**Exercise set:**
**A)** What steps does the excerpt on likelihood-based motif detection give, in order, for finding a motif in a long sequence?
**B)** In the excerpt on likelihood-based motif detection, how long is the window slid along the sequence?
**C)** Carry the motif-model text forward from its last sentence.

[[ Excerpted text, beginning ]]

From Likelihood to Motif Detection
Section titled “From Likelihood to Motif Detection”This calculation enables a simple scanning procedure. Given a long sequence, we slide a window of length five along it and compute the likelihood for each subsequence. This produces a function
that can be interpreted as a likelihood landscape.
Regions where the likelihood is high correspond to subsequences that are well explained by the motif model. In practice, motif discovery can therefore be framed as identifying peaks in this landscape.
This perspective is conceptually powerful: rather than directly searching for patterns, we evaluate how well a generative model explains different parts of the sequence.
Limitations of the Model
Section titled “Limitations of the Model”Despite its elegance, this approach has important limitations.
First, it assumes that positions are independent. From a biological perspective, this is rarely true. Structural and functional constraints introduce dependencies between positions, particularly in protein sequences and regulatory elements.
Second, the model assumes a fixed motif length. Insertions and deletions, which are common in biological sequences, cannot be handled naturally. Even a single insertion can drastically reduce the likelihood of an otherwise valid motif instance.

[[ Excerpted text, end ]]
[[ The data, beginning ]]

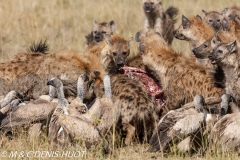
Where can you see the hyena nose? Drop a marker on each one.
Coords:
(175, 32)
(210, 56)
(194, 50)
(120, 64)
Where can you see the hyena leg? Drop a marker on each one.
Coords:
(130, 132)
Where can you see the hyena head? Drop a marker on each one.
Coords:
(215, 41)
(224, 54)
(100, 29)
(193, 30)
(93, 87)
(213, 18)
(118, 49)
(151, 6)
(203, 50)
(231, 13)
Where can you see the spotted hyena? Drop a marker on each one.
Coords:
(180, 77)
(231, 13)
(194, 30)
(213, 18)
(29, 72)
(138, 109)
(226, 55)
(158, 20)
(99, 30)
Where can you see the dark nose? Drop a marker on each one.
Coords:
(85, 77)
(120, 64)
(175, 32)
(210, 56)
(194, 50)
(147, 5)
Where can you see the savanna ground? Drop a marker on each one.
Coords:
(64, 23)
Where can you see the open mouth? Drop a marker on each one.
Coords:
(213, 61)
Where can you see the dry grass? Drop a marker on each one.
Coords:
(64, 23)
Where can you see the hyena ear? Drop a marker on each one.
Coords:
(225, 24)
(185, 22)
(137, 36)
(215, 40)
(159, 34)
(95, 24)
(159, 2)
(199, 17)
(233, 46)
(130, 40)
(95, 73)
(112, 25)
(205, 13)
(224, 11)
(107, 38)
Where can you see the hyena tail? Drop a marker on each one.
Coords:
(41, 47)
(172, 12)
(89, 38)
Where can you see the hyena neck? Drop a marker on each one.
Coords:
(232, 69)
(153, 16)
(107, 62)
(206, 62)
(154, 64)
(196, 42)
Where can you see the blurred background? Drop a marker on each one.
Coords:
(64, 23)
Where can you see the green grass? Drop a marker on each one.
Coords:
(64, 23)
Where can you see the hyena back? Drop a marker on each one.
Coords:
(29, 72)
(227, 55)
(99, 30)
(158, 20)
(138, 112)
(181, 78)
(194, 30)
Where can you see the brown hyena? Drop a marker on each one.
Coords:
(213, 18)
(227, 55)
(231, 13)
(99, 30)
(181, 78)
(138, 109)
(203, 51)
(194, 30)
(158, 20)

[[ The data, end ]]

**Exercise results:**
**A)**
1. Slide a window of length five along the sequence.
2. Compute the likelihood for each subsequence.
3. Interpret the resulting function as a likelihood landscape.
4. Identify peaks in that landscape.

**B)** Five.

**C)**
Finally, the model does not explicitly represent transitions between different regions of a sequence. It treats motifs as isolated objects rather than as parts of a larger generative process.
Towards Generative Sequence Models
Section titled “Towards Generative Sequence Models”These limitations motivate a more expressive framework. Instead of describing motifs as static probability tables, we model the process that generates sequences.
In such a model:
- the sequence is generated step by step
- at each step, the system is in a certain internal state
- the state determines which symbols are likely to be emitted
- the system can transition between states over time
Crucially, these internal states are not directly observable. We only see the emitted sequence, not the underlying process.
Preview: Hidden Structure in Sequences
Section titled “Preview: Hidden Structure in Sequences”This leads to the central idea of this chapter.
We model biological sequences as being generated by a system that moves through a sequence of hidden states, each of which emits observable symbols. Some states may correspond to biologically meaningful regions, such as promoters, while others represent background sequence.
Because the sequence of states is not directly observable, it remains hidden.
This type of model is known as a Hidden Markov Model (HMM).
Conceptual Transition
Section titled “Conceptual Transition”With this shift, motif discovery becomes a problem of inferring hidden structure rather than simply detecting patterns.
We are no longer only interested in whether a motif occurs, but in reconstructing:
- which regions belong to which functional class
- how likely a sequence is under a given model
- how to learn such models from data
In the following sections, we will develop this framework step by step, beginning with the Markov property and its implications for modeling sequence dependencies.
Self-Check Questions
Section titled “Self-Check Questions”- How is likelihood used to evaluate whether a sequence matches a motif model?
- In the worked example, which position contributes most strongly to the likelihood, and why?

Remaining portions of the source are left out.